◆ Work to complete ◆
Ignoring every picture, transcribe the data in full as it stands.

○ ○ ○

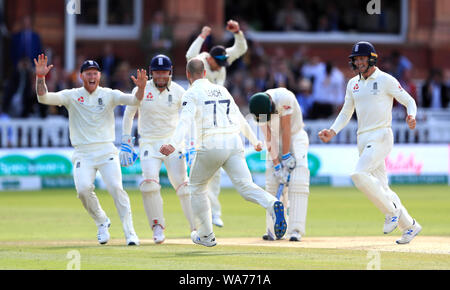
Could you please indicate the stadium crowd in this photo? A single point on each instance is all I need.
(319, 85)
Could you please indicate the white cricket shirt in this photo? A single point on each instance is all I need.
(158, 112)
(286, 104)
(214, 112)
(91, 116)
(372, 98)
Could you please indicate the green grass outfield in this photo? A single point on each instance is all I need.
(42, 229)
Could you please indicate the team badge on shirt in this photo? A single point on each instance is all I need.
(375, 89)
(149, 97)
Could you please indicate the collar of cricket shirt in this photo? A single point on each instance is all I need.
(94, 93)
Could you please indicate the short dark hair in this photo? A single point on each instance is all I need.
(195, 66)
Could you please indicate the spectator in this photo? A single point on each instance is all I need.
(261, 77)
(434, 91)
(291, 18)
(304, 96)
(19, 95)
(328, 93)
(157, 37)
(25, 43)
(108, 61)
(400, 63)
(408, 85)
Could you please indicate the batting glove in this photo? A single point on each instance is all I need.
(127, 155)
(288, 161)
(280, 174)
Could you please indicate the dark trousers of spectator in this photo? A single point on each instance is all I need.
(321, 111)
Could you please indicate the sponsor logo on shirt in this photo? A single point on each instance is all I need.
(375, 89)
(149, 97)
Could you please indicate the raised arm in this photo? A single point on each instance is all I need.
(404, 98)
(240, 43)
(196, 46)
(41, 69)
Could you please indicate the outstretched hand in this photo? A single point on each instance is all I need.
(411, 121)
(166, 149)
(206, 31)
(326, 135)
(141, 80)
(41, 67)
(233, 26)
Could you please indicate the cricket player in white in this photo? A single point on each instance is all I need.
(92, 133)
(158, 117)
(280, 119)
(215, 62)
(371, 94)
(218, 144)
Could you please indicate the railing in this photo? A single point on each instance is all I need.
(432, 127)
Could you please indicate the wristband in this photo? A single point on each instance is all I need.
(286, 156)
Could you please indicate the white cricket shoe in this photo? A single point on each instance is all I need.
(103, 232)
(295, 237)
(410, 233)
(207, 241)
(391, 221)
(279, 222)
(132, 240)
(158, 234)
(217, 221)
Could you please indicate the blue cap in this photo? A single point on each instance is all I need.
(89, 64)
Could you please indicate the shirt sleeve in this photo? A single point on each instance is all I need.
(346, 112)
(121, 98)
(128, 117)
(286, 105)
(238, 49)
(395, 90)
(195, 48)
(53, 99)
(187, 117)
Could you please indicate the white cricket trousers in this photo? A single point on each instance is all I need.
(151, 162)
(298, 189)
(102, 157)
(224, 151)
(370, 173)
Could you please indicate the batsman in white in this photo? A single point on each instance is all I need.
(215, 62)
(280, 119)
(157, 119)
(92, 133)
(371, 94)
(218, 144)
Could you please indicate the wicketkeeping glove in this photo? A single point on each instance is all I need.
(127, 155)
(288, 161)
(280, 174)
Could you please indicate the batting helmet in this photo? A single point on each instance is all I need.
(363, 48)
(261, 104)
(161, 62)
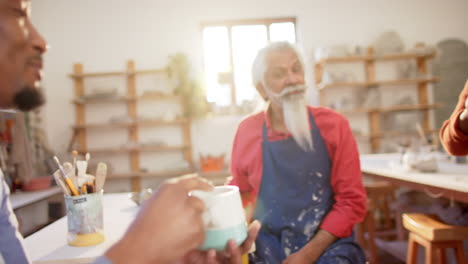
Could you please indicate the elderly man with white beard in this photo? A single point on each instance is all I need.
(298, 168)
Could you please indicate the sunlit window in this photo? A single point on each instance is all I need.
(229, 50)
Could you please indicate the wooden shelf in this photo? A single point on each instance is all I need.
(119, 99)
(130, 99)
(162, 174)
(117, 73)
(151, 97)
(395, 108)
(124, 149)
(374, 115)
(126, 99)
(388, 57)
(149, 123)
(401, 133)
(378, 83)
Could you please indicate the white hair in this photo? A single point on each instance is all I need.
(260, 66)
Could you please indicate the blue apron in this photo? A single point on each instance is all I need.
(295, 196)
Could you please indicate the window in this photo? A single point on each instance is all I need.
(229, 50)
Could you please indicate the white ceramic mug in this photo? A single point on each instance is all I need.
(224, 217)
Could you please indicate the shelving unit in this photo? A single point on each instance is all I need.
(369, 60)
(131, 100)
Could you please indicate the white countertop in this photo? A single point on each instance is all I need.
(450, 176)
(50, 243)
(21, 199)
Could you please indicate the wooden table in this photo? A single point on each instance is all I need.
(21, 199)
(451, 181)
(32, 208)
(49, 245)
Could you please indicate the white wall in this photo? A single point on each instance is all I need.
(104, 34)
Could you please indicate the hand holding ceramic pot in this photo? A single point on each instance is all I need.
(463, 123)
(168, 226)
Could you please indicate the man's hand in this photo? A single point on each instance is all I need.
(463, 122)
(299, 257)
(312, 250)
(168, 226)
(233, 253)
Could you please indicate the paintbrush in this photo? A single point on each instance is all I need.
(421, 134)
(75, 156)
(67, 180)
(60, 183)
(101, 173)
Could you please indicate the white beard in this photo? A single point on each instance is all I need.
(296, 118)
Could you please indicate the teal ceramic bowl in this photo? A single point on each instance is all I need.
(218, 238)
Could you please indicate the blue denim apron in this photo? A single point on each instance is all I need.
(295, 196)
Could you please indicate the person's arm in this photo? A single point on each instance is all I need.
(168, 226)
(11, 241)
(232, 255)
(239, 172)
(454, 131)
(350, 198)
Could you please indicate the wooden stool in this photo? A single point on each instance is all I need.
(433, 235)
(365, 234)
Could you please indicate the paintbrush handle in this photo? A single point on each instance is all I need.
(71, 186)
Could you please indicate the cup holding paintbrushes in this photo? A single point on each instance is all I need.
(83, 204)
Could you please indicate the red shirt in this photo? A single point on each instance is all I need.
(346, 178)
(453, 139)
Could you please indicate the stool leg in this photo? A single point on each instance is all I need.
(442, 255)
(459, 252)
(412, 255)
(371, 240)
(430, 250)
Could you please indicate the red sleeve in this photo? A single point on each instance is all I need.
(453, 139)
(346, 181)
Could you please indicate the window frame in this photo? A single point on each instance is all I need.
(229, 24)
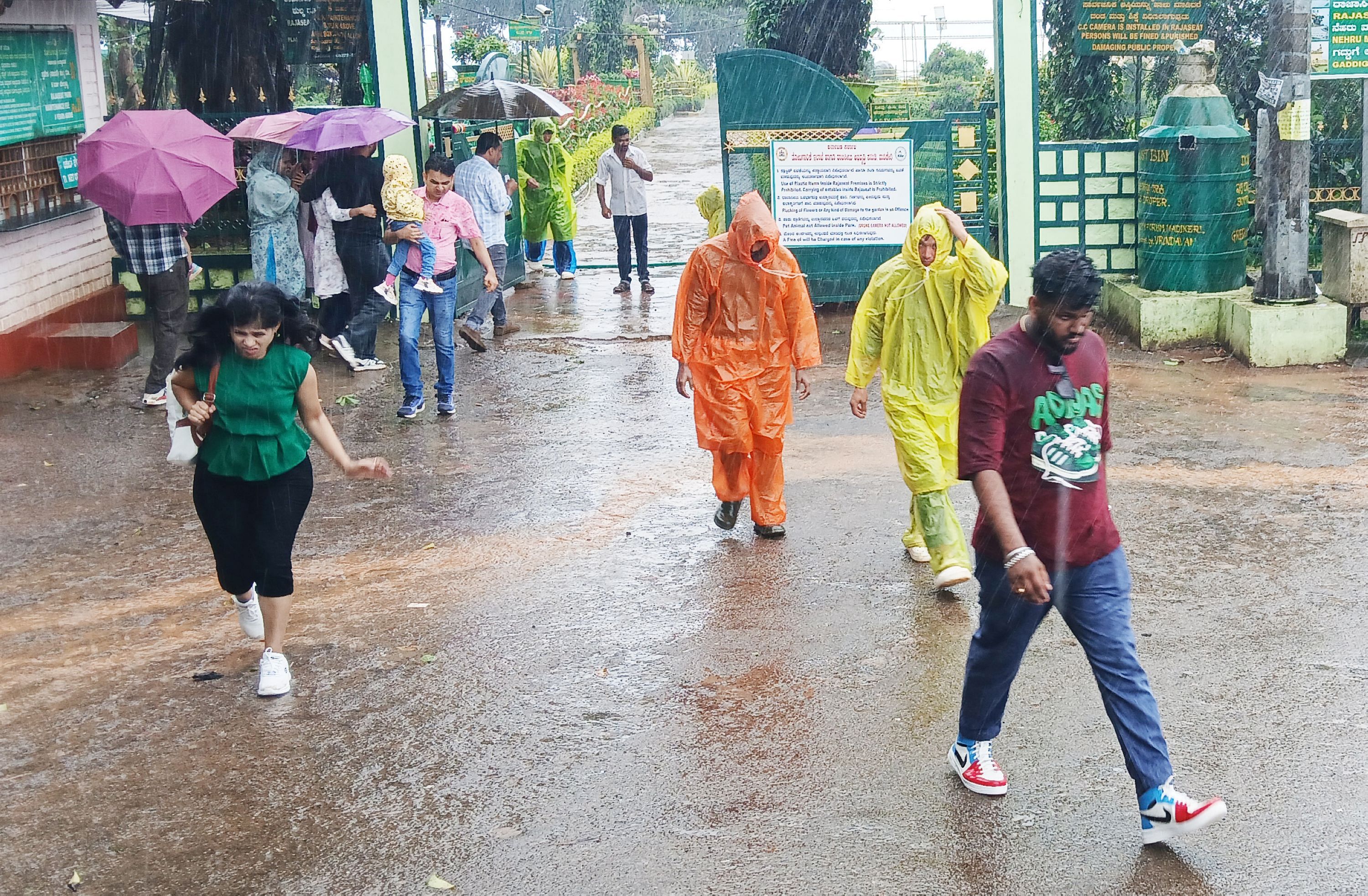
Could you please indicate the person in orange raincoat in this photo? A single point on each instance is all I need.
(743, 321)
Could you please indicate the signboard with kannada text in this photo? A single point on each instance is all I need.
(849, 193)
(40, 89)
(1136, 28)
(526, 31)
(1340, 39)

○ ○ ○

◆ Problem solution ◆
Could you please indicate the stadium crowd in this photo? A single point on each instance is all I need.
(319, 85)
Could you please indicate the white cricket shirt in this photo? A single point on each instance is all I need.
(158, 112)
(286, 104)
(214, 112)
(91, 116)
(372, 98)
Could you please indicate the green grass outfield in this photo? A single point on each instance is all I need.
(42, 229)
Could you please indicate the team badge on shirt in this photo? A single point on each instance is all I need.
(375, 89)
(149, 97)
Could you please indicate the collar of cricket shirt in this photo? A single point on each instance is all I need.
(94, 93)
Could you please indicate the short dark hair in this photo? A single point on each instance is all I need.
(195, 66)
Could you please indicate the spectator in this photo? A single point on each instance is all I need.
(261, 77)
(434, 91)
(291, 18)
(304, 96)
(19, 95)
(328, 93)
(157, 37)
(25, 43)
(108, 61)
(400, 63)
(408, 85)
Could you please indicate the batting glove in this photo? A single point on each instance is all I need.
(127, 155)
(288, 161)
(280, 174)
Could you please indicate the dark trousers of spectator in this photo? A single point on each instance is all I need.
(321, 111)
Could you please indicate the sponsor logo on shirt in this photo? A single point on each instance is all I need.
(375, 89)
(149, 97)
Could you please indicate the raised arm in this photo? A single point on each instance is all I need.
(404, 98)
(240, 43)
(196, 46)
(41, 69)
Could you please indicate the outstretched hand in this photo? A single point on each instance is all I need.
(411, 121)
(166, 149)
(206, 31)
(326, 135)
(141, 80)
(41, 67)
(233, 26)
Could you please indicate the cricket player in white in this photo? A single point on each instance is all I need.
(92, 133)
(158, 117)
(280, 119)
(215, 62)
(371, 94)
(218, 144)
Could you please indicate the railing in this photo? A single point on each instance is all I need.
(432, 127)
Could you please indicate the wristband in this photo? A single point on each instance is all I need.
(286, 156)
Could you please indicate the white cricket shoe in this photo? A single point on each instance is all I need.
(103, 232)
(295, 237)
(410, 233)
(207, 241)
(391, 221)
(279, 222)
(132, 240)
(158, 234)
(217, 221)
Could you please indicate the blue cap in this photo? A single point on each instance is all I need.
(89, 64)
Could you please indicate the shirt sleeve in this photo? A single point on each instance is all I need.
(346, 112)
(121, 98)
(128, 117)
(286, 105)
(238, 49)
(395, 90)
(195, 48)
(53, 99)
(187, 117)
Could you please indicate the white cricket trousers in this photo? A single point on each instance is all I need.
(151, 162)
(298, 189)
(102, 157)
(224, 151)
(370, 173)
Could you please indicate the batsman in white in this photo? A single point on each instance is all I need.
(215, 62)
(280, 119)
(157, 119)
(92, 133)
(371, 94)
(218, 144)
Could you please indicate the wicketkeeping glove in this photo? A single point on each instance is all I need.
(127, 155)
(288, 161)
(280, 174)
Could you please indicate the batting helmet in this photo? A single point on each instance is all I need.
(363, 48)
(261, 104)
(161, 62)
Could you please indicate the elderly man with white beard in this photo? A single point on each instance is all I need.
(298, 168)
Could you please indicate the sunlit window in this photo? A single point on each instance is all I need.
(229, 50)
Could you please indicate the wooden shelf in this photo? A single point on each instance is all I need.
(119, 99)
(130, 99)
(162, 174)
(117, 73)
(151, 97)
(395, 108)
(124, 149)
(374, 115)
(126, 99)
(388, 57)
(149, 123)
(401, 133)
(378, 83)
Could you please indicate the white hair in this photo? A single point on each instance is all I need.
(260, 66)
Could you please indicate the blue apron in this photo? A single point on each instance is all I need.
(295, 196)
Could you please indicate the window in this photo? A single point on each instance is all I need.
(229, 50)
Could you please indicate the white ceramic mug in this photo? A single point on each instance is all I need.
(224, 217)
Could you please indicate the shelving unit in this photo? A single point on each instance is all I need.
(369, 60)
(131, 100)
Could you please indicate the white countertop in this photo? A single point on each instance is all I need.
(450, 176)
(50, 243)
(21, 199)
Could you please indicate the wooden table in this photo? A single point on each instance is all I need.
(21, 199)
(451, 181)
(32, 208)
(49, 245)
Could you please indicate the white wall in this photo? A single point on each instance is all I need.
(104, 34)
Could you please indicate the hand holding ceramic pot in this photo? A single point on each instance is all I need.
(463, 123)
(168, 226)
Could you please indicate the man's hand in this photo? A single point on each instance is all I need.
(463, 122)
(299, 257)
(312, 250)
(168, 226)
(233, 253)
Could you please indicate the paintbrush in this photo? A single point on each instance is all I need.
(421, 134)
(75, 156)
(67, 180)
(60, 183)
(101, 173)
Could you please indicate the white beard in this photo? A single point on each instance is all I need.
(296, 118)
Could you please indicate the teal ceramic bowl in this photo? A single point on each instance is all I need.
(218, 238)
Could you please indicate the blue denim apron in this photo? A single point on each instance is all I need.
(295, 196)
Could you please indicate the person's arm in this photo? A single point on each instance is all I need.
(168, 226)
(11, 241)
(232, 255)
(239, 172)
(454, 131)
(350, 198)
Could you please indicate the wooden stool in this photo? A single point on each instance is all I need.
(433, 235)
(365, 234)
Could you please indicate the paintbrush handle in this photo? A single point on each instance is all I need.
(71, 186)
Could you please indicate the cup holding paintbrushes in this photo? A single point on each instance is all I need.
(83, 204)
Could you please indicate the red shirt in this photo? A single point on each instance is all I need.
(346, 178)
(453, 139)
Could you please indicate the stool leg in this photo? A single point on each instance is all I need.
(442, 255)
(459, 252)
(412, 255)
(371, 240)
(430, 250)
Could you please indicate the red sleeve in this photo? A single point on each instance is all I need.
(453, 139)
(346, 181)
Could you please indicate the window frame in this photo? A single point on each instance is all I need.
(229, 24)
Could you please indicate the person in orange raincoat in this photo? A single point on each instance is all I need.
(743, 321)
Could you please indicate the signboard with kannada text in this photo? A single point on each instance is all I need.
(849, 193)
(40, 89)
(1136, 28)
(526, 31)
(1340, 39)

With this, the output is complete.